» **Your assignment**: Can you update the entries below by replacing "positive clicks" with "foreground clicks" everywhere, changing nothing else and leaving the pictures out of your answer?

» **Recorded data**:
╭──

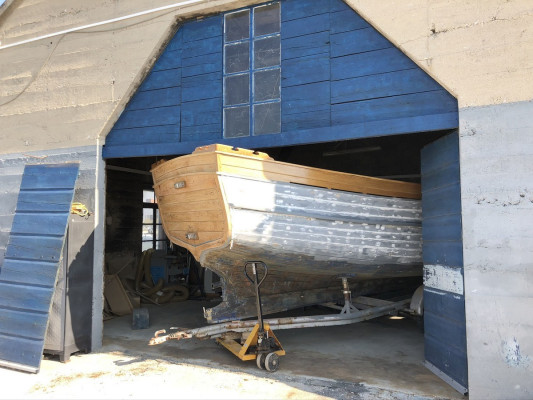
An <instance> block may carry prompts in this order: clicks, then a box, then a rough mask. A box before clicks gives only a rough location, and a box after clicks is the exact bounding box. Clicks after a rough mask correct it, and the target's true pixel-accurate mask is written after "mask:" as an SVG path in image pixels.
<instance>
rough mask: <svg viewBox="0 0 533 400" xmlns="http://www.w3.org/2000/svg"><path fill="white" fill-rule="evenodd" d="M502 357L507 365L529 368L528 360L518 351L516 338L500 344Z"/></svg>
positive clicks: (526, 357)
mask: <svg viewBox="0 0 533 400" xmlns="http://www.w3.org/2000/svg"><path fill="white" fill-rule="evenodd" d="M502 352H503V357H504V360H505V362H506V364H507V365H509V366H511V367H516V368H527V367H529V363H530V361H531V360H530V358H529V357H528V356H525V355H523V354H522V353H521V351H520V345H519V344H518V341H517V340H516V338H513V339H512V340H509V341H506V342H503V343H502Z"/></svg>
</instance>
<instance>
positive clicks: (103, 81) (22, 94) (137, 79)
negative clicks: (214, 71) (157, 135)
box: [0, 0, 258, 154]
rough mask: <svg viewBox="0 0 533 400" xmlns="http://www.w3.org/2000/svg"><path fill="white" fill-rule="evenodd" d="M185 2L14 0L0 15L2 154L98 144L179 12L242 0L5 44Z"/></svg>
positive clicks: (162, 40)
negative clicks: (14, 152)
mask: <svg viewBox="0 0 533 400" xmlns="http://www.w3.org/2000/svg"><path fill="white" fill-rule="evenodd" d="M183 1H184V0H180V1H178V0H154V1H151V2H146V1H142V0H114V1H110V0H94V1H83V0H56V1H53V2H50V1H47V0H34V1H31V2H28V1H22V0H16V1H13V2H12V4H11V5H10V6H9V7H8V8H7V9H5V10H4V12H3V13H2V14H1V15H0V43H1V44H0V120H1V121H2V122H1V123H2V129H1V130H0V142H1V143H2V146H1V147H0V154H2V153H11V152H24V151H32V150H41V149H53V148H63V147H65V148H66V147H72V146H85V145H95V144H96V142H97V139H98V138H99V137H105V135H106V134H107V132H108V131H109V129H110V128H111V127H112V125H113V123H114V122H115V120H116V119H117V118H118V115H119V114H120V112H121V111H122V109H123V107H124V105H125V104H126V102H127V101H128V99H129V97H130V95H131V94H132V93H133V91H134V90H135V88H136V87H137V85H138V84H139V82H140V81H141V79H142V78H143V76H144V75H145V74H146V72H147V69H148V68H149V67H150V66H151V64H152V62H153V60H154V59H155V57H156V56H157V54H159V52H160V49H161V46H162V45H164V43H165V41H166V40H167V39H169V37H170V34H171V32H173V30H175V26H176V21H177V20H178V18H190V17H192V16H194V15H201V14H203V13H205V12H213V11H217V10H223V9H228V8H236V7H239V6H241V5H242V4H243V2H242V1H235V0H215V1H208V2H206V1H201V2H196V3H191V4H189V5H186V6H183V7H180V8H174V9H171V10H166V11H162V12H159V13H155V14H149V15H144V16H140V17H137V18H134V19H129V20H126V21H122V22H116V23H113V24H109V25H103V26H99V27H95V28H90V29H85V30H83V31H78V32H74V33H67V34H62V35H59V36H54V37H51V38H48V39H43V40H39V41H36V42H32V43H27V44H22V45H20V46H16V47H10V48H5V49H2V48H1V46H6V45H9V44H13V43H16V42H19V41H22V40H27V39H30V38H34V37H39V36H41V35H46V34H50V33H53V32H58V31H62V30H65V29H69V28H73V27H77V26H82V25H86V24H91V23H95V22H99V21H103V20H106V19H111V18H117V17H121V16H124V15H128V14H131V13H135V12H139V11H143V10H147V9H150V8H156V7H160V6H165V5H170V4H174V3H178V2H183ZM191 1H194V0H189V2H191ZM255 2H256V3H257V2H258V1H255ZM246 3H251V2H250V1H248V2H246Z"/></svg>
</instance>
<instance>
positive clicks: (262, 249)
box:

╰──

» **Expected answer**:
An <instance> block may carry prompts in this order: clicks, then a box, then a rough mask. A box before clicks gives only a rough location, and a box after clicks is the exact bounding box. Clicks after a rough mask correct it, and the target's true pixel-accurate mask is written after "mask:" as an SVG path in image pixels.
<instance>
rough mask: <svg viewBox="0 0 533 400" xmlns="http://www.w3.org/2000/svg"><path fill="white" fill-rule="evenodd" d="M502 357L507 365L529 368L528 360L518 351L516 338L500 344Z"/></svg>
foreground clicks: (526, 357)
mask: <svg viewBox="0 0 533 400" xmlns="http://www.w3.org/2000/svg"><path fill="white" fill-rule="evenodd" d="M502 352H503V357H504V360H505V362H506V364H507V365H509V366H511V367H516V368H527V367H529V363H530V361H531V360H530V358H529V357H528V356H525V355H523V354H522V353H521V351H520V345H519V344H518V341H517V340H516V338H513V339H512V340H509V341H506V342H503V343H502Z"/></svg>
</instance>
<instance>
foreground clicks: (103, 81) (22, 94) (137, 79)
negative clicks: (214, 71) (157, 135)
box: [0, 0, 258, 154]
rough mask: <svg viewBox="0 0 533 400" xmlns="http://www.w3.org/2000/svg"><path fill="white" fill-rule="evenodd" d="M185 2L14 0L0 15L2 154L98 144L179 12L242 0L5 44Z"/></svg>
foreground clicks: (162, 40)
negative clicks: (14, 152)
mask: <svg viewBox="0 0 533 400" xmlns="http://www.w3.org/2000/svg"><path fill="white" fill-rule="evenodd" d="M183 1H184V0H180V1H178V0H154V1H151V2H146V1H142V0H114V1H110V0H94V1H83V0H56V1H53V2H50V1H47V0H34V1H31V2H28V1H22V0H16V1H13V2H12V4H11V5H10V6H9V7H8V8H7V9H5V10H4V12H3V13H2V14H1V15H0V43H1V44H0V120H1V121H2V122H1V123H2V129H1V130H0V142H1V143H2V146H1V147H0V154H2V153H11V152H24V151H32V150H41V149H53V148H63V147H65V148H66V147H72V146H85V145H95V144H96V142H97V139H98V138H99V137H105V135H106V134H107V132H108V131H109V129H110V128H111V127H112V125H113V123H114V122H115V120H116V119H117V118H118V115H119V114H120V112H121V111H122V109H123V107H124V105H125V104H126V102H127V101H128V99H129V97H130V95H131V94H132V93H133V91H134V90H135V88H136V87H137V85H138V84H139V82H140V81H141V79H142V78H143V76H144V75H145V74H146V72H147V69H148V68H149V67H150V66H151V64H152V62H153V60H154V59H155V57H156V56H157V54H159V52H160V49H161V46H162V45H164V43H165V41H166V40H167V39H169V37H170V34H171V32H173V30H175V26H176V21H177V20H178V18H190V17H192V16H194V15H201V14H203V13H205V12H213V11H217V10H223V9H228V8H236V7H239V6H241V5H242V4H243V2H242V1H235V0H215V1H208V2H206V1H201V2H196V3H191V4H189V5H186V6H183V7H180V8H174V9H171V10H166V11H162V12H159V13H155V14H149V15H144V16H140V17H137V18H134V19H129V20H126V21H122V22H116V23H113V24H109V25H103V26H99V27H95V28H90V29H85V30H83V31H78V32H74V33H67V34H62V35H59V36H54V37H51V38H48V39H43V40H39V41H36V42H32V43H27V44H22V45H20V46H16V47H10V48H5V49H2V48H1V46H6V45H9V44H13V43H16V42H19V41H22V40H27V39H30V38H34V37H39V36H41V35H46V34H50V33H53V32H58V31H62V30H65V29H69V28H73V27H77V26H82V25H86V24H91V23H95V22H99V21H103V20H106V19H111V18H117V17H121V16H124V15H128V14H131V13H135V12H139V11H143V10H147V9H150V8H156V7H160V6H165V5H170V4H174V3H178V2H183ZM191 1H194V0H189V2H191ZM255 2H256V3H257V2H258V1H255ZM246 3H251V2H250V1H248V2H246Z"/></svg>
</instance>
<instance>
foreground clicks: (262, 249)
box:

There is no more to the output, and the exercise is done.